*WHAT THE EXERCISE ASKS*
Update the lines below by replacing "floor-to-ceiling window" with "sliding glass door" and leaving everything else unchanged. Omit the pictures from your output.
======== INFORMATION SUPPLIED ========
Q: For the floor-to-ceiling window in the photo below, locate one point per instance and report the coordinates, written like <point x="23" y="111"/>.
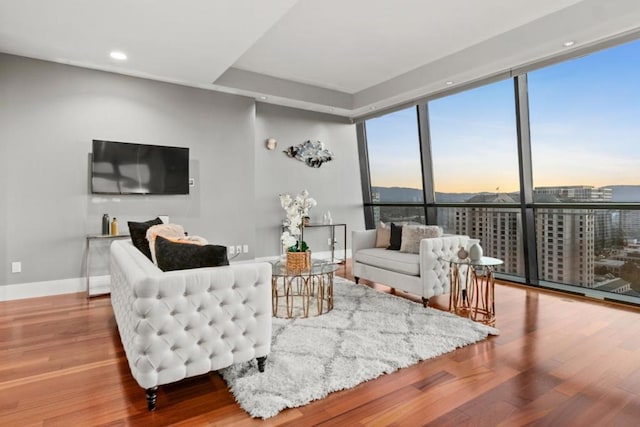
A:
<point x="583" y="201"/>
<point x="395" y="168"/>
<point x="475" y="161"/>
<point x="585" y="143"/>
========
*TASK OUTPUT*
Q: For the sliding glass door in the photo below, locate one point per instance and report the coordinates, written like <point x="23" y="111"/>.
A:
<point x="583" y="201"/>
<point x="395" y="168"/>
<point x="475" y="161"/>
<point x="585" y="143"/>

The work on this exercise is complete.